#### TEKS BACAAN
+ + + + + + +
Terdapat banyak ayat yang berbicara
tentang urgensi rasa takut dan pengharapan hanya kepada Allah semata akan
tetapi penulis cukupkan pada kedua ayat terdahulu.
Diantara ayat-ayat yang menjadi
landasan tasawuf adalah nash-nash Qura’ny yang menganjurkan untuk beribadah
pada malam hari baik dalam bentuk bertasbih ataupun quyamullail diantaranya
adalah firman Allah :
وَمِنَ اللَّيْلِ فَتَهَجَّدْ بِهِ نَافِلَةً لَكَ عَسَى أَنْ يَبْعَثَكَ رَبُّكَ
مَقَامًا مَحْمُودًا
Artinya:
Dan pada sebahagian malam hari
bersembahyang tahajudlah kamu sebagai suatu ibadah tambahan bagimu;
Mudah-mudahan Tuhan-mu mengangkat kamu ke tempat yang Terpuji. (Q.S al-Isra’
[17] ayat : 79
وَاذْكُرِ اسْمَ رَبِّكَ بُكْرَةً وَأَصِيلا. وَمِنَ اللَّيْلِ فَاسْجُدْ لَهُ وَسَبِّحْهُ لَيْلا طَوِيلا
Artinya:
Dan sebutlah nama Tuhanmu pada (waktu)
pagi dan petang. Dan pada sebagian dari malam, Maka sujudlah kepada-Nya
dan bertasbihlah kepada-Nya pada bagian yang panjang dimalam hari. (Q.S
al-Insan [76] ayat : 25-26)
وَالَّذِينَ
يَبِيتُونَ لِرَبِّهِمْ سُجَّدًا وَقِيَامًا
Artinya:
Dan orang yang melalui malam hari
dengan bersujud dan berdiri untuk Tuhan mereka (Q.S Al-Furqaan [25] ayat :
64)
Tiga ayat di atas menunjukkan bahwa
mereka yang senantiasa menjauhi tempat tidur di malam hari dengan menyibukkan
diri dalam bertasbih dan menghidupkan malam-malamnya dengan shalat dan
ibadah-ibadah sunnah lainnya hanya semata-mata untuk mengharapkan rahmat, ampunan,
ridha, dan cinta Tuhannya kepadanya akan mendapatkan maqam tertinggi di sisi
Allah.
+ + + + + + +
#### ENTRI YANG TERSEDIA
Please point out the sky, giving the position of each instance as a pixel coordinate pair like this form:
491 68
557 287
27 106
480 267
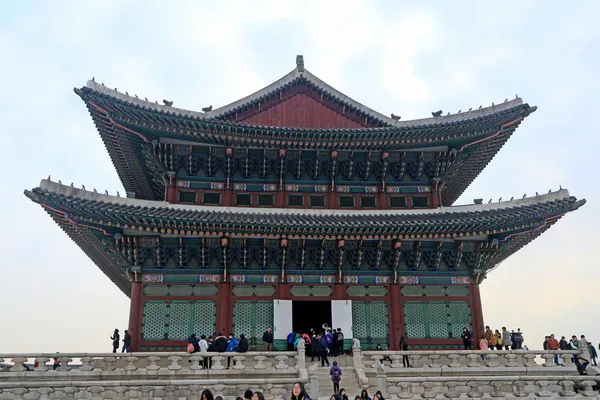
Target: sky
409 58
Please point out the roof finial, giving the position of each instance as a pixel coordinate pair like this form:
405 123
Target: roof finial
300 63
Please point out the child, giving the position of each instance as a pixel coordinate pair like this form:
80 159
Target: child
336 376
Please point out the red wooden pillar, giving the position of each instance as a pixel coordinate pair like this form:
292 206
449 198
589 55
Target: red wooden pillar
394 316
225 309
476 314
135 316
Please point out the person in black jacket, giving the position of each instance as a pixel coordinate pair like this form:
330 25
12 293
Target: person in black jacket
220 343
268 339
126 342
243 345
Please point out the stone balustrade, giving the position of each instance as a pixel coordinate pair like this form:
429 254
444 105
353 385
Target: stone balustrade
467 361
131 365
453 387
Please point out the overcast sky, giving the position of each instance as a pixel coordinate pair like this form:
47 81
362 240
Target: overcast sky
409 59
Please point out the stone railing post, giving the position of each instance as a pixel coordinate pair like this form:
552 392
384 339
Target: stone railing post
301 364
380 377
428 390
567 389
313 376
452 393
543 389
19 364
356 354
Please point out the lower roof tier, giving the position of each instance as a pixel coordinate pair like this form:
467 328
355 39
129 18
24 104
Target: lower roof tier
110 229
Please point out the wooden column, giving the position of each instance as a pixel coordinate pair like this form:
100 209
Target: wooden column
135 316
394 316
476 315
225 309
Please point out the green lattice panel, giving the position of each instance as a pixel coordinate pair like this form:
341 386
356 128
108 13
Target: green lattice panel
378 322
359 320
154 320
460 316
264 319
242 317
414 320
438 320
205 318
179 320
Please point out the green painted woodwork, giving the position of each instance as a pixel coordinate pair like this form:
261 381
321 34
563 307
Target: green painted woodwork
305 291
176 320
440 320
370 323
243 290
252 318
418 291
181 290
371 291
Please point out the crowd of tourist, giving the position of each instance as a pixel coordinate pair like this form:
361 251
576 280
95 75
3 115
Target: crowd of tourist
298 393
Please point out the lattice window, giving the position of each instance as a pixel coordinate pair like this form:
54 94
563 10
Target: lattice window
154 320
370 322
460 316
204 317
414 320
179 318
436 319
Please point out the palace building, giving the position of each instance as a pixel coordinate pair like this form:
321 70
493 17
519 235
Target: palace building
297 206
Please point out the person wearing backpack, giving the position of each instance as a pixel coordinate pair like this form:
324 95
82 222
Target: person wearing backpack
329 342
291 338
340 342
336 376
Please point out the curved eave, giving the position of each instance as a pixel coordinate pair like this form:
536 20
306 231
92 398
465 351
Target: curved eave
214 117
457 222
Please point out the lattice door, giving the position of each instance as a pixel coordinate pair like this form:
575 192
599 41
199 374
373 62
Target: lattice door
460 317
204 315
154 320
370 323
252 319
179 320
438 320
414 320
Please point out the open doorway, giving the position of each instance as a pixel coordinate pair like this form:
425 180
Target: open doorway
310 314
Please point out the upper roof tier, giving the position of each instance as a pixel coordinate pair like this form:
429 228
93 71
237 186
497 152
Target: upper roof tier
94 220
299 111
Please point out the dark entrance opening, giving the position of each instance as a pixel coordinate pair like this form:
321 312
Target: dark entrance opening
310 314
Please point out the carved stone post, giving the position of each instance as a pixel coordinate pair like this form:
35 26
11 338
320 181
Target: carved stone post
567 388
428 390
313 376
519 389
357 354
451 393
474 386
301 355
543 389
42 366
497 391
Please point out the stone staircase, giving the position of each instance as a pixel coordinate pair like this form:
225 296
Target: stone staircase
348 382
+ + + + + + +
#### TUGAS YANG DIKERJAKAN
• A. Ringkaslah paragraf dalam teks bacaan yang diawali "Tiga ayat di atas" menjadi satu kalimat yang lebih pendek tanpa menghilangkan fakta utamanya.
• B. Ketik ulang bagian teks bacaan yang dimulai dengan kata "pagi dan petang." dan berlanjut hingga kata "ayat : 25-26)" tanpa mengubah apa pun.

#### HASIL LATIHAN
• A. Menurut ketiga ayat tersebut, orang yang meninggalkan tempat tidur pada malam hari untuk bertasbih, shalat, dan beribadah sunnah semata-mata demi mengharapkan rahmat, ampunan, ridha, dan cinta Tuhannya akan memperoleh maqam tertinggi di sisi Allah.

• B.
pagi dan petang. Dan pada sebagian dari malam, Maka sujudlah kepada-Nya
dan bertasbihlah kepada-Nya pada bagian yang panjang dimalam hari. (Q.S
al-Insan [76] ayat : 25-26)